In the forum post below about advertising a plowing business, list every expense the writer gives under "My advertising expenses".

* **DOCUMENT EXTRACT**
[Start]

I never advertise in the newspaper or yellow pages, AND I TELL MY POTENTIAL CUSTOMERS WHY... In order to maintain efficiency and speed of service. I do letters, and I do my homework first. I do not know what county you live in, but here in Dauphin County (and most of the counties in the U.S.), you can look up online for free who owns what home (and it's assessed value) by street. I never send a letter that says "resident" on it- a pure invitation for the letter to be tossed @ .37 + labor ea. I pick up my fill of residential usually with a 100 mailing... for me that's usually 12 residentials off the letter. I'm not done, though. Remember that list of homeowners? I now get the phone numbers of everyone on the same street as each of my accounts (anywho works pretty good).
Because I am a Real Estate agent in real life, I also check the "do not call list" as it is a 10K fine for me to call them if they are on it, and many are, but if you're not a Realtor, what I do next is probably safe for you to do because of the "situation", but don't quote me on that. I plow my route. While I'm in mid-work or doing clean-up, dependent upon size of storm/forecast, and right outside the prospective customers home, I call them. "Hi Mr. and Mrs. Schmucatelli, this is Joseph Blow from Classic Maintenance, I've been over clearing out Dave and Linda's house next door and I noticed that no one has cleared you out yet... would you be interested in having me do so, I can do it right now." Ask any marketing "expert" about follow up phone calls to letters... letters are supposedly useless without the phone call. As often as not, they remember me at least vaguely, even if they threw the letter away without opening it, as I have my name on the return part of the letter I sent them originally. The only limitation I have is too much work and have to be careful not to get greedy on any particular storm, as I have an almost 100% retention rate of the customers I pick up during the storm. My advertising expenses: 37.00 stamps 100 envelopes 100 sheets of paper 1 gazillionth of my printer cartridge. My route: Tighter than a ticks south end heading north. Sorry for the length, but that's how this small time operator does his advertising.


----------



## classicman (Dec 3, 2003)

[End]

Labeling and segmentation records:
[Start]

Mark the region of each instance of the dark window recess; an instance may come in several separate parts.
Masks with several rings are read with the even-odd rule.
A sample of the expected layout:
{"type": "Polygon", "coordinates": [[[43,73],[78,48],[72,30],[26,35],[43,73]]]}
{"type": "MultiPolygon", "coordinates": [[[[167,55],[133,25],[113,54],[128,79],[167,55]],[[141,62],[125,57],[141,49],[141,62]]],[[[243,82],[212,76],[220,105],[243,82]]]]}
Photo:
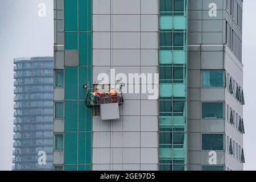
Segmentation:
{"type": "Polygon", "coordinates": [[[243,119],[242,118],[242,133],[245,133],[245,126],[243,125],[243,119]]]}
{"type": "Polygon", "coordinates": [[[242,133],[245,133],[245,127],[243,126],[243,119],[241,118],[239,119],[238,130],[242,133]]]}
{"type": "Polygon", "coordinates": [[[238,86],[237,85],[237,89],[236,89],[236,98],[239,100],[239,93],[238,93],[238,86]]]}
{"type": "Polygon", "coordinates": [[[243,97],[243,90],[242,90],[242,93],[241,94],[241,101],[242,101],[242,104],[243,105],[245,105],[245,98],[243,97]]]}
{"type": "Polygon", "coordinates": [[[230,118],[229,119],[229,121],[231,124],[234,125],[234,117],[233,117],[233,110],[232,108],[230,108],[230,118]]]}
{"type": "Polygon", "coordinates": [[[241,154],[241,162],[243,163],[245,163],[245,155],[243,154],[243,148],[242,148],[242,153],[241,154]]]}
{"type": "Polygon", "coordinates": [[[232,80],[231,79],[231,78],[230,78],[230,80],[229,81],[229,92],[232,94],[234,93],[234,92],[233,92],[232,80]]]}
{"type": "Polygon", "coordinates": [[[229,154],[233,155],[232,140],[229,142],[229,154]]]}
{"type": "Polygon", "coordinates": [[[240,102],[242,102],[242,100],[241,100],[241,91],[240,91],[240,88],[238,88],[238,100],[239,101],[240,101],[240,102]]]}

[End]

* **ANSWER TO THE TASK**
- 37.00 stamps
- 100 envelopes
- 100 sheets of paper
- 1 gazillionth of my printer cartridge